EXERCISE INSTRUCTIONS
[A] How many people do the 45-to-48 passenger buses normally carry, according to the bus tour guidance below?
[B] From the bus tour guidance below, return the stretch from "Your National Guide will" through "home with you.".
━━ DOCUMENT SECTION ━━
Your National Guide will follow the his/her bus group throughout the whole tour and will have selected an English first name to make it easy on you. It is our experience that Asia Holiday hires only the best of the best for this position and it is very competitive. Our experience is that they work their hearts out for you to serve and please you. Many of you will find you will want to adopt yours and bring him or her home with you.

When your National Guide gives you the next morning’s departure schedule (at the end of each evening), please make every effort to be on time - ON the bus and READY to go by or before that departure time - otherwise you may cause the bus to be late. Be sure that you get the word to your National Guide if you will NOT be joining your group that day for any reason – otherwise the whole bus may be waiting for you in vain.

Try to rotate the seating each day so that everyone has the opportunity to sit in front, in the middle and in the rear – to be fair to all. It is smart to keep whatever seat you take first thing each day for the rest of the day so you can leave things on the bus at your seat as needed when you are out touring. Please take note that the Local or City Guide will be giving you information throughout the bus rides to each place. Therefore, the bus rides are not a great time for private chit chat since it will make it hard for others to hear what is being said if the guide is competing with you. The bus rides are usually not very long between points and rarely will reach two hours at the very most. The 45-to-48 passenger buses normally have only 30 people aboard. They are not equipped with restrooms. We are all human, so if you have an emergency, let someone know to see what can be done about it.

In summary: ****PLEASE be on time - or early - for bus departures! It holds up the whole group when you are late. Our sightseeing schedules are very full and delays really compromise the wonderful plans of the tour guides. The buses have the right to leave on time … with or without you! Also, try to switch around where you sit each day and do not hog the front seats or the rear ones. Rotate as well as you can without any formal plan (too cumbersome) – unless your bus votes to work out its own plan. Let everyone have a chance at a good seat at some point and share the fun! One last thought - you will be amazed at the skill of the bus drivers – they are phenomenal.
━━━
━━ EXTRACTED ENTRIES ━━
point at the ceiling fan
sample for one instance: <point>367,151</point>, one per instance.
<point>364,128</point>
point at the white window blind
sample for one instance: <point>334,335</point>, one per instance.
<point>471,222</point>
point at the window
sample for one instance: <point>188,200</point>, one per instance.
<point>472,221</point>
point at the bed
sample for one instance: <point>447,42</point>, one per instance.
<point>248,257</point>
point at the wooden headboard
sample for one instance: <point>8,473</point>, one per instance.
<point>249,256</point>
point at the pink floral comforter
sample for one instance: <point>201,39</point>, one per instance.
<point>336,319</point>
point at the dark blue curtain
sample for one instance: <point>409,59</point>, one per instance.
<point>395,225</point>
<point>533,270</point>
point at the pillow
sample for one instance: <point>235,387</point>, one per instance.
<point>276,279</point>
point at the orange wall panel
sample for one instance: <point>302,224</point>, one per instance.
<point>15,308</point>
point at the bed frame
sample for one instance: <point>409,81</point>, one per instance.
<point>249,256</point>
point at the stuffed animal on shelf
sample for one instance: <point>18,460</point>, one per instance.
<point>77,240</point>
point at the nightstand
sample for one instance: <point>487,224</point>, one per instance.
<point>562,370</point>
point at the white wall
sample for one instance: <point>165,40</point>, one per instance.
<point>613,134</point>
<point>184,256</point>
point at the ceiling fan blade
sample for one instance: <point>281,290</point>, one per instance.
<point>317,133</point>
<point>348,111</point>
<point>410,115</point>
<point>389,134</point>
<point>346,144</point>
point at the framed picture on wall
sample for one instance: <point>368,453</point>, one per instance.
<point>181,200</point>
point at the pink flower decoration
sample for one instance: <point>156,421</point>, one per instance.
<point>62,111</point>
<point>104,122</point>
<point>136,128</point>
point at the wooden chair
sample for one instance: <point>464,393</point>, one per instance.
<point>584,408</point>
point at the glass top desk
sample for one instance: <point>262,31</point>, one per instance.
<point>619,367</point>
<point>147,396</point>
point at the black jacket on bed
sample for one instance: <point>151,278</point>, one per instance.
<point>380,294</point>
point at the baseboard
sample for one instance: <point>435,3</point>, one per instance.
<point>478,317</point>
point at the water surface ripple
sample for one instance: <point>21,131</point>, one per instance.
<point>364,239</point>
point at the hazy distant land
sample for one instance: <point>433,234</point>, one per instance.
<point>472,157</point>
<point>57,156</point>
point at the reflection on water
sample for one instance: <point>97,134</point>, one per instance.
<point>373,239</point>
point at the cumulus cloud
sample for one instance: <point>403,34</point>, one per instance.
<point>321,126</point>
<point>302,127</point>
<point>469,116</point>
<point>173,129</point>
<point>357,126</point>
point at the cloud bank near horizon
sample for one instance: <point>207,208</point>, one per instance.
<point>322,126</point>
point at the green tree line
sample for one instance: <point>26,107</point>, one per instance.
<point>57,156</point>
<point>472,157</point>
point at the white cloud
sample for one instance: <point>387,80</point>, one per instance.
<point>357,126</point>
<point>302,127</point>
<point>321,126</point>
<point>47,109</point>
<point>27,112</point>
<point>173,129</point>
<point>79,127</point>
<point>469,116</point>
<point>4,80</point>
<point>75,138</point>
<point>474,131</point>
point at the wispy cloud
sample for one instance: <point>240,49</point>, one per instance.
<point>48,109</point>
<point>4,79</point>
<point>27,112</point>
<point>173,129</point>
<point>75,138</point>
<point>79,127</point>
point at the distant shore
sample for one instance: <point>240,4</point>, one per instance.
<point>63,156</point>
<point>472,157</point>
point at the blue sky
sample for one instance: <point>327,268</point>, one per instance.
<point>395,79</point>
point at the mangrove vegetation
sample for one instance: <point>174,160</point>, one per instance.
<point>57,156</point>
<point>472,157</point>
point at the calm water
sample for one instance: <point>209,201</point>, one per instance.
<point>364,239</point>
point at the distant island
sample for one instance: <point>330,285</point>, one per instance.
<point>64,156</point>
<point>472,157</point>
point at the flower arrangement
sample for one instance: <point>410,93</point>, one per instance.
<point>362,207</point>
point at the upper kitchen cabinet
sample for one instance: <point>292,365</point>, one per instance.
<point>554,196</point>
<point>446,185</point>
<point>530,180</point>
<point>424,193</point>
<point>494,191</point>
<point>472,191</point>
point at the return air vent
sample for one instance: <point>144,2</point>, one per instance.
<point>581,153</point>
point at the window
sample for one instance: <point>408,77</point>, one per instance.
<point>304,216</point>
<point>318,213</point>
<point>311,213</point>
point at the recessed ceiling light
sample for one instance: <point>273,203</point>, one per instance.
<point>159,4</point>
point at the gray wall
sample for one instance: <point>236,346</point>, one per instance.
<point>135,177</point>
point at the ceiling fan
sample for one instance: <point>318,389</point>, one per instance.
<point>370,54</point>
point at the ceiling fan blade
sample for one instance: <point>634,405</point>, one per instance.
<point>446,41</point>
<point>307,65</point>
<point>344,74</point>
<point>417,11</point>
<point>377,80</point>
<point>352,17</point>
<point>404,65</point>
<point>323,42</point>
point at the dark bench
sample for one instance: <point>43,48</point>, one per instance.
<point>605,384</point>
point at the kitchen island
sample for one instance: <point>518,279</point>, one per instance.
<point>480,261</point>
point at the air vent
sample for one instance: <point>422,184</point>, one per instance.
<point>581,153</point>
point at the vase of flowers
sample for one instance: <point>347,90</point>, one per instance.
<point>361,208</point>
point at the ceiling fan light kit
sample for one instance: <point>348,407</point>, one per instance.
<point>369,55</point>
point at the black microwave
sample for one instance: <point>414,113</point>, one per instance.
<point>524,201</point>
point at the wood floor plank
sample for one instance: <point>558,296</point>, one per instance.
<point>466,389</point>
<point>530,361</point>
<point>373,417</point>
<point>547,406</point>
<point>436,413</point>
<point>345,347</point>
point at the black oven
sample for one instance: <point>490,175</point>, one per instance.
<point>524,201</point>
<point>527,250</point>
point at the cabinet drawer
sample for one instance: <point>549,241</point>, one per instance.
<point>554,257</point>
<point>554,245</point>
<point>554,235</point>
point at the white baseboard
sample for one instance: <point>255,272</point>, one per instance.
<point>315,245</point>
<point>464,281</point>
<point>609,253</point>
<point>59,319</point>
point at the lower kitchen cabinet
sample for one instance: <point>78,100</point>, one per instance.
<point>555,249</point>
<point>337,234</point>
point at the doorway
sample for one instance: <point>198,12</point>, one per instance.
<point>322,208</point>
━━━
SOLVED TASKS
[A] They normally have only 30 people aboard.

[B]
Your National Guide will follow the his/her bus group throughout the whole tour and will have selected an English first name to make it easy on you. It is our experience that Asia Holiday hires only the best of the best for this position and it is very competitive. Our experience is that they work their hearts out for you to serve and please you. Many of you will find you will want to adopt yours and bring him or her home with you.